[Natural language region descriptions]
------------------------

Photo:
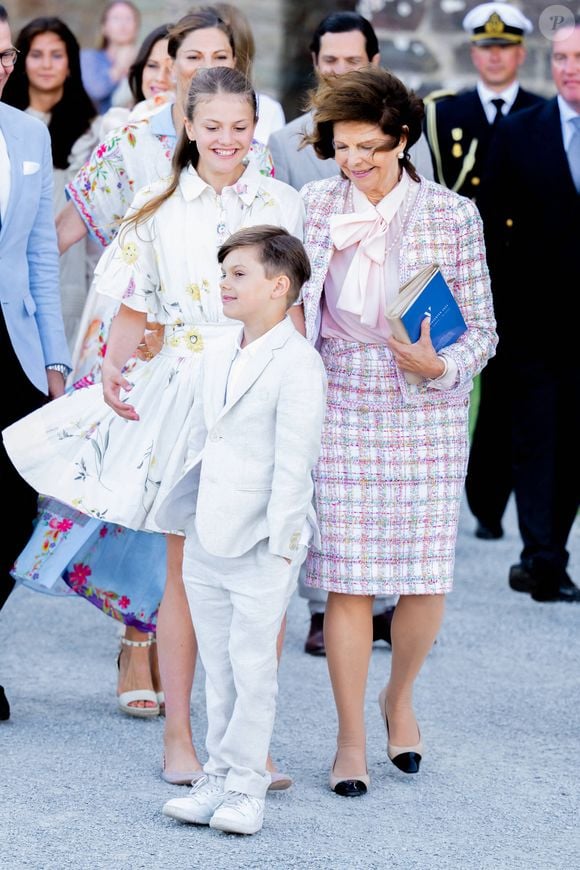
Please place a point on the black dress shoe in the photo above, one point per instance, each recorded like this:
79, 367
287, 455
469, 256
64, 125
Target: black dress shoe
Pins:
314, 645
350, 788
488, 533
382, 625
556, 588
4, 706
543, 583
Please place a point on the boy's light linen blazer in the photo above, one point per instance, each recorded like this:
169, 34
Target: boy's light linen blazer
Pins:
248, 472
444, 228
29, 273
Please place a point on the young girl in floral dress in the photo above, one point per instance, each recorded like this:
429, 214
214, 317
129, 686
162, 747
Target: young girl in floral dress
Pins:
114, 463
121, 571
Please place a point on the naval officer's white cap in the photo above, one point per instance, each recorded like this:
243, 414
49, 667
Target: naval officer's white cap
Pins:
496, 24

------------------------

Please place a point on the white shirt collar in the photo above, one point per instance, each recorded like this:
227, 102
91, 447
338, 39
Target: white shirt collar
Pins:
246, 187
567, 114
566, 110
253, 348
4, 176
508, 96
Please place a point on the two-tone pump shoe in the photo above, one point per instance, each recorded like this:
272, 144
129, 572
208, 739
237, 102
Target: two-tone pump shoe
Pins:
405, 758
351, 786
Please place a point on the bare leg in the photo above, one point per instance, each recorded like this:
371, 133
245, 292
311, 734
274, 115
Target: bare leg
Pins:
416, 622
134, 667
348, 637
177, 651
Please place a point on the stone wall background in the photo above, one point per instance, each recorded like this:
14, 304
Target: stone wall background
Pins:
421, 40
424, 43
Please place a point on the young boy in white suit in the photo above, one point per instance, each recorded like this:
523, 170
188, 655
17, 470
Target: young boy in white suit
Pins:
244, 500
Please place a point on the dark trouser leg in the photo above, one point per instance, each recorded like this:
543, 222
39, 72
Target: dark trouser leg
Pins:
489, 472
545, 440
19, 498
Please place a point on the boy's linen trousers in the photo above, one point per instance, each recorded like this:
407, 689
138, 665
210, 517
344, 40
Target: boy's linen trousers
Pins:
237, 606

------------------------

Look through the entries and return each line that has the word "young" in it.

Please place a point on the young girl in floral dress in the photo above, one point per instance, each recorded like this:
Target: young girl in floral dress
Please place a point on the young boy in white suit in the photo above, one point per instance, each recorded like this:
Target: young boy in white suit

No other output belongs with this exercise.